— start READING TEXT —
The optical monitoring pad 102 includes a digital signal processor (DSP) (not shown) that converts incremental position changes of the emitted beam of light between a first touch point and a second touch point into distance (ΔX and ΔY) and direction [tan⁻¹ (ΔY/ΔX)] outputs. Thus as the beam of light is sensed and monitored by the optical pad 102, the on screen pointer 114 is moved according to the movement of the user's digit 106.

The algorithm by which the DSP carries out this process is detailed in FIG. 2. As illustrated, once the optical pad 102 is enabled by contact with the signal assembly 104, the IC locates the initial position of the beam on the surface of the pad 102 and stores its coordinates (Xs, Ys) as a reference point. The beam is then moved across the pad 102 as the user moves his or her digits(s) 106, and the IC identifies the coordinates of the second (“current”) position of the beam on the pad surface (Xc, Yc). The incremental differences (ΔX and ΔY) in the coordinates between the second (Xc, Yc) and initial (Xs, Ys) stored positions are computed. The on screen pointer 114 is moved according to the indicated differentials in position (see FIG. 3), and the coordinates of the current (second) position are stored as the next reference point.

FIG. 3 also indicates how to map monitor screen pixels to the optical power detection area of the pad 102 so that movement of the pointer 114 translates smoothly and accurately from the pad 102 to the screen 120. The range of horizontal movement is bounded by two values, Xmin and Xmax, where Xmin represents the minimum horizontal position on the optical pad 102 and Xmax indicates the maximum horizontal position. Similarly, the range of vertical movement is bounded by two values, Ymin and Ymax, where Ymin represents the minimum vertical position on the optical pad 102 and Ymax indicates the maximum vertical position.

Therefore, once the monitoring pad assembly 100 has properly oriented the pointer 114 on-screen, the computer user may indicate selection of an operation, for example, by depressing a button on a laptop computer. Because tracking and selecting are done by several digits over a small area, the wrist is minimally involved the use of the monitoring pad assembly 100 and is thus strained to a substantially lesser extent than in the use of a conventional mouse. Furthermore, problems caused by static charges built up on conventional touch pads are substantially eliminated by the use of a monitoring pad assembly 100 that works by operation of an optical, rather than pressure, sensor. It will also be appreciated that the simplicity of the monitoring pad assembly design allows the signal assembly to be worn on a digit of either hand, or even a foot, making the design suitable for left- or right-handed use without modification or manufacturing alteration.

In a second embodiment, illustrated in FIG. 4, the IC pad 402 is a temperature monitoring pad, and the signal assembly 404 incorporates a Body Temperature Tip (BTT) 408 rather than an LED. In one embodiment the temperature monitoring pad 402 is adapted to be integrated into a computer, for example, in place of a conventional touch pad on a laptop computer 401. However, in further embodiments, the temperature pad 402 may be configured as an external stand-alone device linked to the processor via RF for remote use.
— end READING TEXT —
— start ENTRIES —
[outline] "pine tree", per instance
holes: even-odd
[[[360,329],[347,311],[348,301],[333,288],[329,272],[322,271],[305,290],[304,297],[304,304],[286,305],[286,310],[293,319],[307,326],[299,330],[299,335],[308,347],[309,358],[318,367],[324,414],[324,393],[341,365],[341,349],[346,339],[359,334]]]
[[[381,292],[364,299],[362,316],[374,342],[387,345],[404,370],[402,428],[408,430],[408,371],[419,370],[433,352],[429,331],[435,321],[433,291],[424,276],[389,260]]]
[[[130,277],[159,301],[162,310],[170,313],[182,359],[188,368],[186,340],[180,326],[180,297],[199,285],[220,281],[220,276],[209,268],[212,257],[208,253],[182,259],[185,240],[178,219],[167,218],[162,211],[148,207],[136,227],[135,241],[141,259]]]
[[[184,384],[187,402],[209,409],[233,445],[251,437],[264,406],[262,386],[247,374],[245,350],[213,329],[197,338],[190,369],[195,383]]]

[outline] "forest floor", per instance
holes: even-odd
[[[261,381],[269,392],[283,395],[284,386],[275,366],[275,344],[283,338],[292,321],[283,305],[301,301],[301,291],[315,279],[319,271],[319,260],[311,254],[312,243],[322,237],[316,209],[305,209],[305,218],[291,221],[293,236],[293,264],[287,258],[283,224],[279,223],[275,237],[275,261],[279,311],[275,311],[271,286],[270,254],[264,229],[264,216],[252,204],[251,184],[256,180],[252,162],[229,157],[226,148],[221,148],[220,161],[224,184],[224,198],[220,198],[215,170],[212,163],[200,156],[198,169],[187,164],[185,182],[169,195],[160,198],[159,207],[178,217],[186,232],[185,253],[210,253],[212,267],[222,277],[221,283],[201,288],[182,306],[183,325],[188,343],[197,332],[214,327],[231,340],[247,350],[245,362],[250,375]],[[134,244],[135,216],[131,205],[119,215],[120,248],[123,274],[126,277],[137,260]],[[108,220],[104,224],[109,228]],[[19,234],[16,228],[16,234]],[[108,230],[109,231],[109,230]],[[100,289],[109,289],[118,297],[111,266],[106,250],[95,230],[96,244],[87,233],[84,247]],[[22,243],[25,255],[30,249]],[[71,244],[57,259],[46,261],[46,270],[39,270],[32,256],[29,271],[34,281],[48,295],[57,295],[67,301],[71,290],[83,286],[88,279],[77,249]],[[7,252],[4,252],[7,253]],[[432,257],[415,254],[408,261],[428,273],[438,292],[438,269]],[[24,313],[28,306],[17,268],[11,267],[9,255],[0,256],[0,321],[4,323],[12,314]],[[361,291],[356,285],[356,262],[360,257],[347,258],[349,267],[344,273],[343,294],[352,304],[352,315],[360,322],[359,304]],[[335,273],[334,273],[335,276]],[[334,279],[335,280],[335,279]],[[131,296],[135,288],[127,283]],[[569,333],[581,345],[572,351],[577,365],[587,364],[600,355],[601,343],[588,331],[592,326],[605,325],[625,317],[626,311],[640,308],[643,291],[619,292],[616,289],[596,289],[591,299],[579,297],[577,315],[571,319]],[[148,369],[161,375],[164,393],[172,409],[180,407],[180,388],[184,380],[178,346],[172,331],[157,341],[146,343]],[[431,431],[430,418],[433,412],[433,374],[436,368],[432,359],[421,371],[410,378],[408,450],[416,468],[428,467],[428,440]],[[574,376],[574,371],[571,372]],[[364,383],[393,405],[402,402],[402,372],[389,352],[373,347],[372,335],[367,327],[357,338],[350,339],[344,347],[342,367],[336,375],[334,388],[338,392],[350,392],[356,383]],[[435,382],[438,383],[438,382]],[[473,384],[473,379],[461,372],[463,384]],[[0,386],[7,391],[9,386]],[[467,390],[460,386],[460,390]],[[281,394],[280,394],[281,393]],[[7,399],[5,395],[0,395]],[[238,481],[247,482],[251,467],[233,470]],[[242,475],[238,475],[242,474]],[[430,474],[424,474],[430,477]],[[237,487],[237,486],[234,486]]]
— end ENTRIES —
■ INSTRUCTIONS ■
[1] Answer these questions from the monitoring pad text:
(a) What two outputs does the digital signal processor produce from incremental position changes of the beam?
(b) Which two values bound the range of horizontal movement on the pad?
(c) In the second embodiment, what does the signal assembly incorporate instead of an LED?
[2] Show every line of the records that contains the word "instance". Case counts.
The text and the records come from unrelated sources.

■ FINAL ANSWERS ■
[1]
(a) Distance (ΔX and ΔY) and direction [tan⁻¹ (ΔY/ΔX)].
(b) Xmin and Xmax.
(c) A Body Temperature Tip (BTT).

[2]
[outline] "pine tree", per instance
[outline] "forest floor", per instance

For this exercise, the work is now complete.